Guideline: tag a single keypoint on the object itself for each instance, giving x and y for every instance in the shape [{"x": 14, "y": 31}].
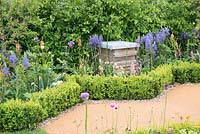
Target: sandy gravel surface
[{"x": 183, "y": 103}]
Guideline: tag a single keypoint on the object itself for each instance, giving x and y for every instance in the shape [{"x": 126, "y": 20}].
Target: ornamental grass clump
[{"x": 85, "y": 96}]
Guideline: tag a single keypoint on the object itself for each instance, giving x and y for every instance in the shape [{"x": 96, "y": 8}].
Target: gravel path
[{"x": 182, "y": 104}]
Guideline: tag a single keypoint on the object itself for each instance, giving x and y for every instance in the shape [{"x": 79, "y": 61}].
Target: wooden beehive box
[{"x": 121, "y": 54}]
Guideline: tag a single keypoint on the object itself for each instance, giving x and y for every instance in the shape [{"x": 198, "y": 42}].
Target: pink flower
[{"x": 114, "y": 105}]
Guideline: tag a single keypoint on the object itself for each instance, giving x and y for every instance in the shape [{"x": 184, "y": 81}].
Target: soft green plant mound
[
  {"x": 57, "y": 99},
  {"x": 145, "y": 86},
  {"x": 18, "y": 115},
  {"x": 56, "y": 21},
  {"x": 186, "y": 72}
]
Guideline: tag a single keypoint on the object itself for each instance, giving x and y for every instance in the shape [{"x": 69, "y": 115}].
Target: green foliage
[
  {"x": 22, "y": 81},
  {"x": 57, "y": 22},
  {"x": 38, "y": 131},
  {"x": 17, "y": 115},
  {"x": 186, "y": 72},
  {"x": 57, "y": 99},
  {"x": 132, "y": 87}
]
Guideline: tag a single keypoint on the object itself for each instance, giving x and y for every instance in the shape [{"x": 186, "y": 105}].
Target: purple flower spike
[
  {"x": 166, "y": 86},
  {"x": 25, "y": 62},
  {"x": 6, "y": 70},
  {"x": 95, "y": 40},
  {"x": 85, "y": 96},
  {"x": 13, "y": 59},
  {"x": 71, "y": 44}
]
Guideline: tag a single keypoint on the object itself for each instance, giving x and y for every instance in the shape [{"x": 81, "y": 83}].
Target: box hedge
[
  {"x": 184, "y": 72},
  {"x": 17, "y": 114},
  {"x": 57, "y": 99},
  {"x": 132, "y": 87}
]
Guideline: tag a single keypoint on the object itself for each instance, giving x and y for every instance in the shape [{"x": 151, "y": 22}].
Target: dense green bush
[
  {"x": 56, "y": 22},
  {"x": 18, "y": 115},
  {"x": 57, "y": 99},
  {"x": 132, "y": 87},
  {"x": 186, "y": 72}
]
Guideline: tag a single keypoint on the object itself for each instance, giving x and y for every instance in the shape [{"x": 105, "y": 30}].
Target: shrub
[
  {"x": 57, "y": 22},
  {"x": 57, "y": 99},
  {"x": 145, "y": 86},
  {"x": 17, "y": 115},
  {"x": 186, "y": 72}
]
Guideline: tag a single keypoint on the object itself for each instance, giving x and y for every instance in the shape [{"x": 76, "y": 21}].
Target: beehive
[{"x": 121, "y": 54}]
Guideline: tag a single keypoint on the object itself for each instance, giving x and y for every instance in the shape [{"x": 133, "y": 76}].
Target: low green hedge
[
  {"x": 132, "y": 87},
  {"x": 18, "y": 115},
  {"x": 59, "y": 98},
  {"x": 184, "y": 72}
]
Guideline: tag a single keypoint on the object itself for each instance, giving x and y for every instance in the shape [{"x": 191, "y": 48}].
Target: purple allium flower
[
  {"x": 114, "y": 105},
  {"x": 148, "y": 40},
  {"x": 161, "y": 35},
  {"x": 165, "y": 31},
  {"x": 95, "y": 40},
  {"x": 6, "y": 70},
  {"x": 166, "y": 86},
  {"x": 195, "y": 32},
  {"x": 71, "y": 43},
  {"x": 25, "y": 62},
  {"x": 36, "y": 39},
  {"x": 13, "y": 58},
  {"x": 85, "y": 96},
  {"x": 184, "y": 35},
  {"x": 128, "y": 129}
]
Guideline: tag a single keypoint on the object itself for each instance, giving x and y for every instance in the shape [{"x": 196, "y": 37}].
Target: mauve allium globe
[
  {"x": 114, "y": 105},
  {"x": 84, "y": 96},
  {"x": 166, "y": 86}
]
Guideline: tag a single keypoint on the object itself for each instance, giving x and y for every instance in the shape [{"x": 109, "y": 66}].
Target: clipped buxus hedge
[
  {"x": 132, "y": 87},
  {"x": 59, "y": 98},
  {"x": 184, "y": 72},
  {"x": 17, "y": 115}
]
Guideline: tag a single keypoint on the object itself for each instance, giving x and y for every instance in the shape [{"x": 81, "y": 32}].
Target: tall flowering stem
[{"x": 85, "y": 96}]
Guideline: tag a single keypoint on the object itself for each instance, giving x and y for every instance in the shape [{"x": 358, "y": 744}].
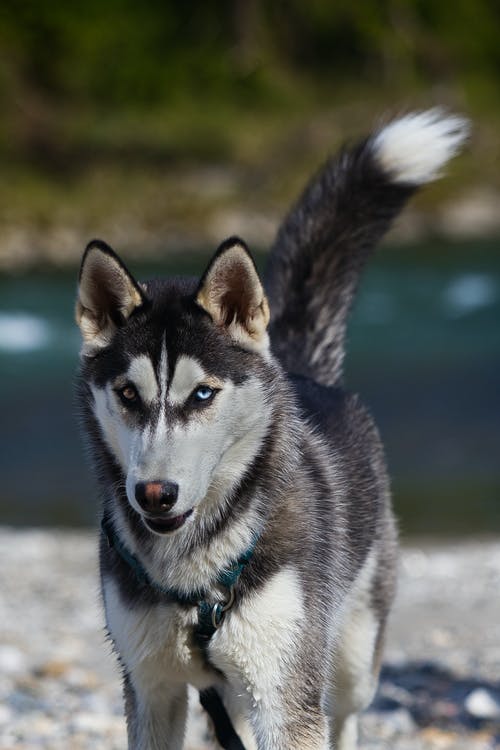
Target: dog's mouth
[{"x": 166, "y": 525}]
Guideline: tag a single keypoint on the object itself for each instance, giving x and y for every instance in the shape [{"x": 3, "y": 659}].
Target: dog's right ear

..........

### [Required task]
Repeat the full listing above exactly, with no pictures in the copy.

### [Complete answer]
Guideline: tag a single keypoint on the object itself for each instance, giving x and y for every instance in the shape [{"x": 14, "y": 31}].
Target: sandy gravel surface
[{"x": 183, "y": 103}]
Guideline: tag a single keypoint on the object itself for each instance, giving x and y for every instance in the shape [{"x": 126, "y": 20}].
Target: ornamental grass clump
[{"x": 85, "y": 96}]
Guideline: tag a single keypoint on the object itself for each instance, giving x and y for every instance in the shape [{"x": 96, "y": 8}].
Target: gravel path
[{"x": 182, "y": 104}]
Guideline: tag a single keypoint on the object itself for each instance, giving x and y for every instance in the shape [{"x": 79, "y": 61}].
Target: wooden beehive box
[{"x": 121, "y": 54}]
Guideline: tag a single keypoint on the object itself for each instance, giving x and y for every instance in the shape [{"x": 198, "y": 42}].
Target: pink flower
[{"x": 114, "y": 105}]
Guideline: tag a single keypoint on the object itself for each instance, giving x and y for every instance in the shape [{"x": 184, "y": 81}].
Target: soft green plant mound
[
  {"x": 57, "y": 99},
  {"x": 145, "y": 86},
  {"x": 18, "y": 115},
  {"x": 56, "y": 21},
  {"x": 186, "y": 72}
]
Guideline: tag a single keypoint on the object itself for each instance, giving x and y for every instance in the shape [{"x": 69, "y": 115}].
Target: green foliage
[
  {"x": 22, "y": 81},
  {"x": 57, "y": 22},
  {"x": 38, "y": 131},
  {"x": 17, "y": 115},
  {"x": 186, "y": 72},
  {"x": 57, "y": 99},
  {"x": 132, "y": 87}
]
Guideline: tag a single keypoint on the object itself for each instance, giving x and y for every instance in the shape [{"x": 186, "y": 105}].
Target: purple flower spike
[
  {"x": 166, "y": 86},
  {"x": 25, "y": 62},
  {"x": 6, "y": 70},
  {"x": 95, "y": 40},
  {"x": 85, "y": 96},
  {"x": 13, "y": 59},
  {"x": 71, "y": 44}
]
Guideline: tag a single keypoint on the object itself for each instance, giving x and y for every instance in the shape [{"x": 81, "y": 83}].
Target: box hedge
[
  {"x": 184, "y": 72},
  {"x": 17, "y": 114},
  {"x": 57, "y": 99},
  {"x": 132, "y": 87}
]
Guideline: tag a single keypoint on the object itself for each instance, giving x and y for every instance in the shape [{"x": 151, "y": 22}].
Target: dense green bush
[
  {"x": 56, "y": 22},
  {"x": 18, "y": 115},
  {"x": 57, "y": 99},
  {"x": 132, "y": 87},
  {"x": 186, "y": 72}
]
Guideline: tag a single keypoint on the object itself for each instance, giving x and y for every instance in the shape [{"x": 105, "y": 30}].
Target: shrub
[
  {"x": 57, "y": 22},
  {"x": 57, "y": 99},
  {"x": 145, "y": 86},
  {"x": 17, "y": 115},
  {"x": 186, "y": 72}
]
Guideline: tag a single keypoint on the object itself for each instance, giving x and y for every instance in the shape [{"x": 76, "y": 21}].
Target: beehive
[{"x": 121, "y": 54}]
Guideline: tag a single keypoint on the object itself for each instance, giving x and y for every instance in the shape [{"x": 133, "y": 76}].
Target: low green hedge
[
  {"x": 132, "y": 87},
  {"x": 18, "y": 115},
  {"x": 59, "y": 98},
  {"x": 184, "y": 72}
]
Guideline: tag a single keypoint on the object itself for each instance, giving x and y for every instance in the shape [{"x": 191, "y": 48}].
Target: purple allium flower
[
  {"x": 114, "y": 105},
  {"x": 148, "y": 40},
  {"x": 161, "y": 35},
  {"x": 165, "y": 31},
  {"x": 95, "y": 40},
  {"x": 6, "y": 70},
  {"x": 166, "y": 86},
  {"x": 195, "y": 32},
  {"x": 71, "y": 43},
  {"x": 25, "y": 62},
  {"x": 36, "y": 39},
  {"x": 13, "y": 58},
  {"x": 85, "y": 96},
  {"x": 184, "y": 35},
  {"x": 128, "y": 129}
]
Guideline: tag a single keypoint on the object itself for each instance, giving x and y for every instance in the shape [{"x": 196, "y": 37}].
Target: mauve allium globe
[
  {"x": 114, "y": 105},
  {"x": 84, "y": 96},
  {"x": 166, "y": 86}
]
Guideline: tag a single keypoint on the object itself for each instance, giving x and y for every instance in the shape [{"x": 109, "y": 66}].
Target: clipped buxus hedge
[
  {"x": 132, "y": 87},
  {"x": 59, "y": 98},
  {"x": 184, "y": 72},
  {"x": 17, "y": 115}
]
Guideline: tag a single keypoint on the object itself for each instance, giving x and y for every instance in the shape [{"x": 81, "y": 32}].
Target: tall flowering stem
[{"x": 85, "y": 96}]
Guideline: tag a single keypoint on the object itself for each instance, giving x and y for every instance in the shape [{"x": 358, "y": 744}].
Target: dog's mouth
[{"x": 166, "y": 525}]
Guideline: tag a single keypoint on the object itself for each instance, giving x and y for every instance in the shape [{"x": 3, "y": 659}].
Target: dog's right ear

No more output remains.